_READING PASSAGE_.
=== Begin Enclosure ===

The Times-Picayune had an article earlier today quoting the management at a pair of New Orleans restaurants as denying the stories about their patrons giving a heckle and a boo to Mitch Landrieu over the past few weeks.
In May, New Orleans Mayor Mitch Landrieu visited Mandina’s, the historic New Orleans restaurant. According to owner Cindy Mandina, Landrieu approached a customer with an outstretched hand.
“The man said, ‘I don’t agree with your politics’ and didn’t shake his hand,” said Mandina. “That was it. No yelling, no nothing. Just normal.”
That’s not how the incident was depicted a few days later by The Hayride, a right wing website. According to the site, “Landrieu dropped in at Mandina’s” and “the crowd in the place erupted in loud boos at the sight of him.”
“That did not happen,” Mandina said. “It’s fake news.”
It is nevertheless a story Mandina can’t shake – and a troubling example of how the internet’s echo chamber converts rumors into conventional wisdom. Clancy’s, another classic New Orleans restaurant, has also been dogged by a similar untrue story involving the mayor.
The fake tales come in the wake of the removal of New Orleans’ Confederate monuments. The removals have incited particularly volatile online debate, with foes of the statues’ removals often attempting to punish organizations and businesses seen as sympathetic to Landrieu with public shaming and boycotts.
“I get texts, phone calls at the restaurant, phone calls at my personal phone,” Mandina said. “People come in all the time, ‘Did Mitch come in? Did he get booed? Did it happen?'”
She added, “I have a standard text I text to people, ‘No, this is not true. This didn’t happen.’ I just forward it.”
Mandina said former mayor Moon Landrieu and his wife, Verna, the current mayor’s parents, are longtime Mandina’s regulars. “He and his wife come in on Thursdays and split a braciole,” she said of the former mayor. Mitch Landrieu often drops in to visit with his parents and talk to customers, according to Mandina.
Earlier this month, Mandina said someone called the restaurant and asked, “Are you going to continue allowing Moon and Mitch Landrieu into Mandina’s?” The caller threatened to boycott the restaurant. “It’s crazy,” Mandina said. “We’re in the business of serving food.”

=== End Enclosure ===

_DATA UNDER STUDY_.
=== Begin Enclosure ===

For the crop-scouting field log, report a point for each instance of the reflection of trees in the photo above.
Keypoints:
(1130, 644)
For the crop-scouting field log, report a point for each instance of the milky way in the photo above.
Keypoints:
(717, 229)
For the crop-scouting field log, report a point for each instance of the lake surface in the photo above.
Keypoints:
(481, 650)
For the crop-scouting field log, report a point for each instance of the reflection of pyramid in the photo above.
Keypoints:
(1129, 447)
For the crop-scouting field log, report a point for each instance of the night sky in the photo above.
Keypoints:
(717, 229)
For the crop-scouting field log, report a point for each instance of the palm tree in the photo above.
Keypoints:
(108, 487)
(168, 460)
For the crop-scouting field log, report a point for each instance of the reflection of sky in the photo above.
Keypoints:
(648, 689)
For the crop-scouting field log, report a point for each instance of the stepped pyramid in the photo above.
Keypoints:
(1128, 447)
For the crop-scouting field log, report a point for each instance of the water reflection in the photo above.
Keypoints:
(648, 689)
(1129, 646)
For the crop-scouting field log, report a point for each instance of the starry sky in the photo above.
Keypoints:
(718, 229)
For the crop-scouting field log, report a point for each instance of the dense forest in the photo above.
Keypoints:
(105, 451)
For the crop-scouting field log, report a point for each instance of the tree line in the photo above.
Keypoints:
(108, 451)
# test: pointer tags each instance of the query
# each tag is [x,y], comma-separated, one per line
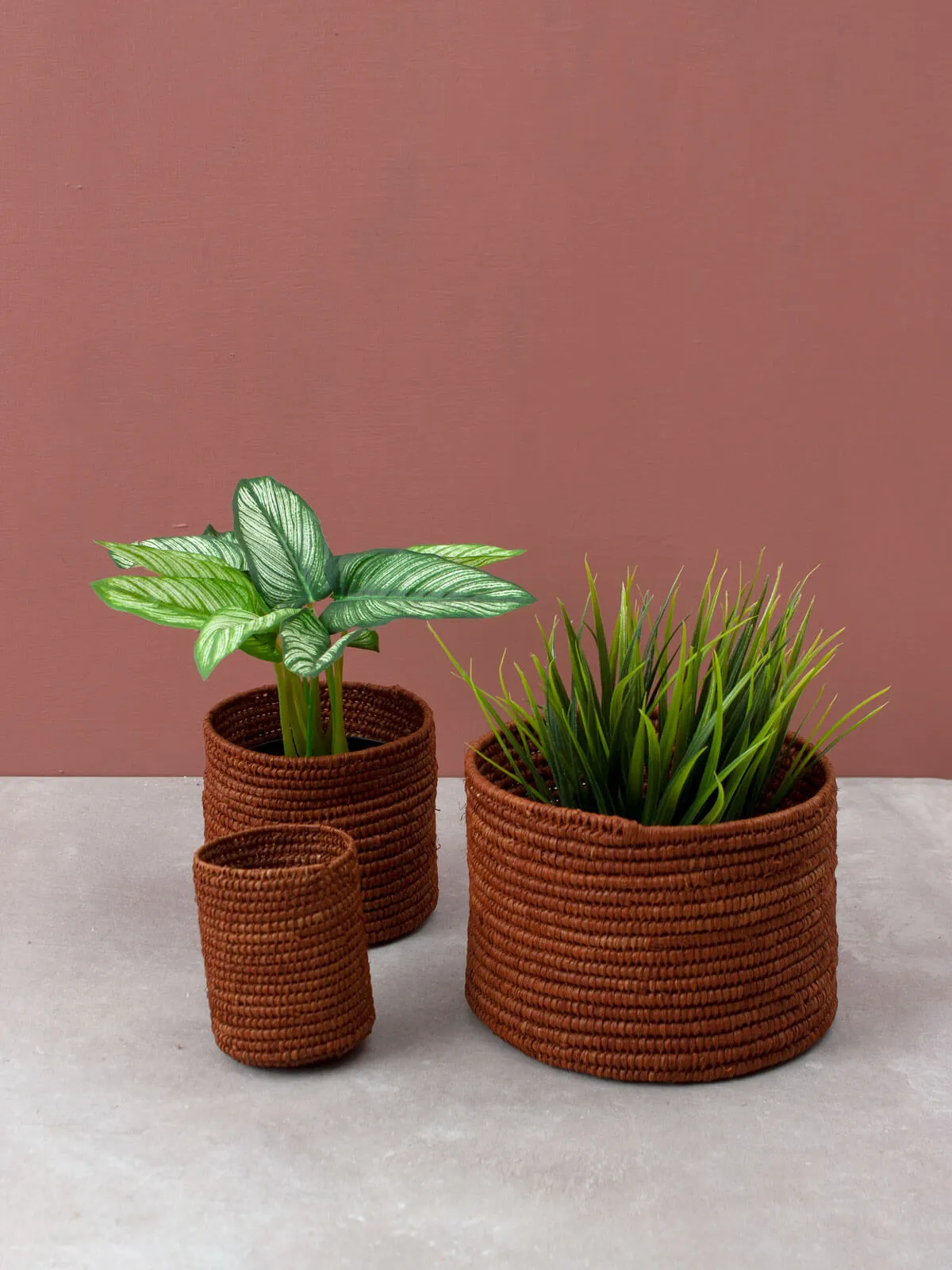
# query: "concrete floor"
[129,1141]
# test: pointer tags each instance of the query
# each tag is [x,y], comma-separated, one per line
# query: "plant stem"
[287,733]
[334,676]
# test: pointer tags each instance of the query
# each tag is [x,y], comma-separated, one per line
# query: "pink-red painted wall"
[638,279]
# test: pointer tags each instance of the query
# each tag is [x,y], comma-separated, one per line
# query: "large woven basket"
[285,945]
[651,952]
[385,798]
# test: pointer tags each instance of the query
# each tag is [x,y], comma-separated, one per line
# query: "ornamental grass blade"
[378,587]
[187,602]
[287,556]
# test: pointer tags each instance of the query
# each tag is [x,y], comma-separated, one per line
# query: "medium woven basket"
[647,952]
[385,797]
[285,945]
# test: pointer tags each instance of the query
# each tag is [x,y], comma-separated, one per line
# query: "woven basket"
[651,952]
[385,798]
[285,945]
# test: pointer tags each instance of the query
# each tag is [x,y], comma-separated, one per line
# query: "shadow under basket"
[285,945]
[651,952]
[384,797]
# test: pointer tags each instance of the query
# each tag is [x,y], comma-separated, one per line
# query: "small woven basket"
[385,797]
[647,952]
[285,945]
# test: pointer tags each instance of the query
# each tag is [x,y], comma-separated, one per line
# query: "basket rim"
[321,762]
[327,836]
[619,827]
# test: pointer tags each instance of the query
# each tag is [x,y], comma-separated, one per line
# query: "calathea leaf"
[171,563]
[228,629]
[285,549]
[304,641]
[378,587]
[478,556]
[263,647]
[366,639]
[222,546]
[171,601]
[308,648]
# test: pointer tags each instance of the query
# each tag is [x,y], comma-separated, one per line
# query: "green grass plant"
[670,722]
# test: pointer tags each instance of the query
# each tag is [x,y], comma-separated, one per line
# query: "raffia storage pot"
[385,798]
[651,952]
[285,945]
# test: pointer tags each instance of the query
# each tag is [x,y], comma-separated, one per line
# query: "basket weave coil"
[385,797]
[651,952]
[285,945]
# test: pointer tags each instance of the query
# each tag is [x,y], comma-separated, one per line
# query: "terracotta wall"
[638,279]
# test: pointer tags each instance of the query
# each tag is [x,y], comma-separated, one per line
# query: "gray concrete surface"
[129,1141]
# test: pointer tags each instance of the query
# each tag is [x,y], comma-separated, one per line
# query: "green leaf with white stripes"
[308,647]
[285,549]
[187,602]
[304,641]
[221,546]
[378,587]
[228,630]
[478,556]
[368,641]
[263,647]
[169,563]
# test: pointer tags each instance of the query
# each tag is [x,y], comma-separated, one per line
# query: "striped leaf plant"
[255,588]
[666,722]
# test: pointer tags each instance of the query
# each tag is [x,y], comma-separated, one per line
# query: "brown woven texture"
[647,952]
[385,798]
[285,944]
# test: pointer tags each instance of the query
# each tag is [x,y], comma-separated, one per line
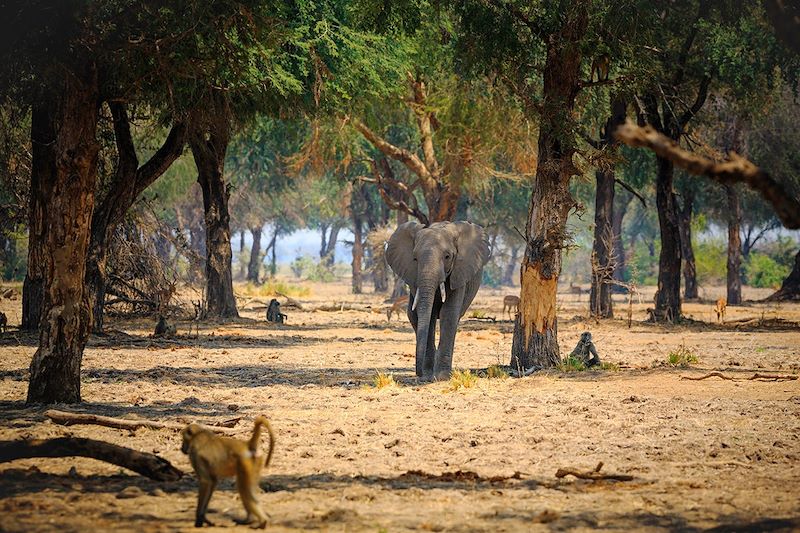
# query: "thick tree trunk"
[621,201]
[43,168]
[668,294]
[535,342]
[689,265]
[66,140]
[128,184]
[734,281]
[253,267]
[208,148]
[790,289]
[603,260]
[513,265]
[358,253]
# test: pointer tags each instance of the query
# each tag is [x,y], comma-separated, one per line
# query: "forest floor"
[353,457]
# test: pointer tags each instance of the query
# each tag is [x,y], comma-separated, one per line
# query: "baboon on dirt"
[510,302]
[719,309]
[164,328]
[274,312]
[214,457]
[585,351]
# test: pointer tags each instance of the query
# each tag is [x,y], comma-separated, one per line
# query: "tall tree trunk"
[617,218]
[734,281]
[209,145]
[358,253]
[129,182]
[603,247]
[535,342]
[689,264]
[790,289]
[513,264]
[242,267]
[668,294]
[254,265]
[43,168]
[65,139]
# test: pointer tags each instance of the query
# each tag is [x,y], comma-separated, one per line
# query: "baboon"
[585,351]
[719,309]
[600,66]
[274,312]
[398,305]
[214,457]
[510,302]
[164,328]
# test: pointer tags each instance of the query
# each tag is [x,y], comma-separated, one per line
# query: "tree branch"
[632,191]
[735,170]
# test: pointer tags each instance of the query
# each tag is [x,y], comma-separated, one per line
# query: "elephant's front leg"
[449,316]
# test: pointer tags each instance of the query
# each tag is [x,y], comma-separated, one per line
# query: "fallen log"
[593,475]
[68,419]
[142,463]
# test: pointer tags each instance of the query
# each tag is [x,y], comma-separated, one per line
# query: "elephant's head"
[429,259]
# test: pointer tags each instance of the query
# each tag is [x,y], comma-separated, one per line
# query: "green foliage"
[710,257]
[763,271]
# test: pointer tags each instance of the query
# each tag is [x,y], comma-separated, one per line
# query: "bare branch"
[736,170]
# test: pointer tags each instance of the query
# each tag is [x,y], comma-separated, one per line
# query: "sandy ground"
[351,457]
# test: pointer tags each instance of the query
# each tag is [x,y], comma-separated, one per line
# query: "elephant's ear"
[400,251]
[472,247]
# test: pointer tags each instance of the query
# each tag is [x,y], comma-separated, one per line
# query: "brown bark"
[535,342]
[603,260]
[668,294]
[790,289]
[358,253]
[209,142]
[253,266]
[66,194]
[617,218]
[43,168]
[689,264]
[142,463]
[734,263]
[129,182]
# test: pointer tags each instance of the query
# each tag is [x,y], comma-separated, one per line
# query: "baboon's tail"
[252,445]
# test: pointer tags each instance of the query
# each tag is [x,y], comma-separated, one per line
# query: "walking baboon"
[214,457]
[585,351]
[274,312]
[511,302]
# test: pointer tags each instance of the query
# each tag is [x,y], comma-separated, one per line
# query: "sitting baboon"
[274,312]
[510,302]
[585,351]
[164,328]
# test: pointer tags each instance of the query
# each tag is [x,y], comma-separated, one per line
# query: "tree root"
[140,462]
[592,475]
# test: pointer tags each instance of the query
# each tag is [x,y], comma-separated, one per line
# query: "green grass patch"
[461,379]
[682,357]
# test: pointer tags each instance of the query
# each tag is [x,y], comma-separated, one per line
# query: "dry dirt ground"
[351,457]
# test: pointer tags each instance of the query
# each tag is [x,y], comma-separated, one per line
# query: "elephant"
[443,266]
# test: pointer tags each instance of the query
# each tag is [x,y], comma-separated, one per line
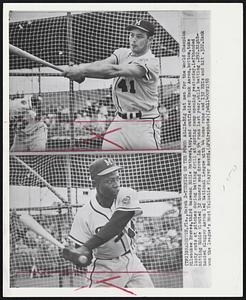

=== End Enclosure ===

_WHAT YOU WILL DO_.
Reproduce the full article about the Mandina's rumors above the listing, word for word.

_RESULT FOR THIS TASK_.
The Times-Picayune had an article earlier today quoting the management at a pair of New Orleans restaurants as denying the stories about their patrons giving a heckle and a boo to Mitch Landrieu over the past few weeks.
In May, New Orleans Mayor Mitch Landrieu visited Mandina’s, the historic New Orleans restaurant. According to owner Cindy Mandina, Landrieu approached a customer with an outstretched hand.
“The man said, ‘I don’t agree with your politics’ and didn’t shake his hand,” said Mandina. “That was it. No yelling, no nothing. Just normal.”
That’s not how the incident was depicted a few days later by The Hayride, a right wing website. According to the site, “Landrieu dropped in at Mandina’s” and “the crowd in the place erupted in loud boos at the sight of him.”
“That did not happen,” Mandina said. “It’s fake news.”
It is nevertheless a story Mandina can’t shake – and a troubling example of how the internet’s echo chamber converts rumors into conventional wisdom. Clancy’s, another classic New Orleans restaurant, has also been dogged by a similar untrue story involving the mayor.
The fake tales come in the wake of the removal of New Orleans’ Confederate monuments. The removals have incited particularly volatile online debate, with foes of the statues’ removals often attempting to punish organizations and businesses seen as sympathetic to Landrieu with public shaming and boycotts.
“I get texts, phone calls at the restaurant, phone calls at my personal phone,” Mandina said. “People come in all the time, ‘Did Mitch come in? Did he get booed? Did it happen?'”
She added, “I have a standard text I text to people, ‘No, this is not true. This didn’t happen.’ I just forward it.”
Mandina said former mayor Moon Landrieu and his wife, Verna, the current mayor’s parents, are longtime Mandina’s regulars. “He and his wife come in on Thursdays and split a braciole,” she said of the former mayor. Mitch Landrieu often drops in to visit with his parents and talk to customers, according to Mandina.
Earlier this month, Mandina said someone called the restaurant and asked, “Are you going to continue allowing Moon and Mitch Landrieu into Mandina’s?” The caller threatened to boycott the restaurant. “It’s crazy,” Mandina said. “We’re in the business of serving food.”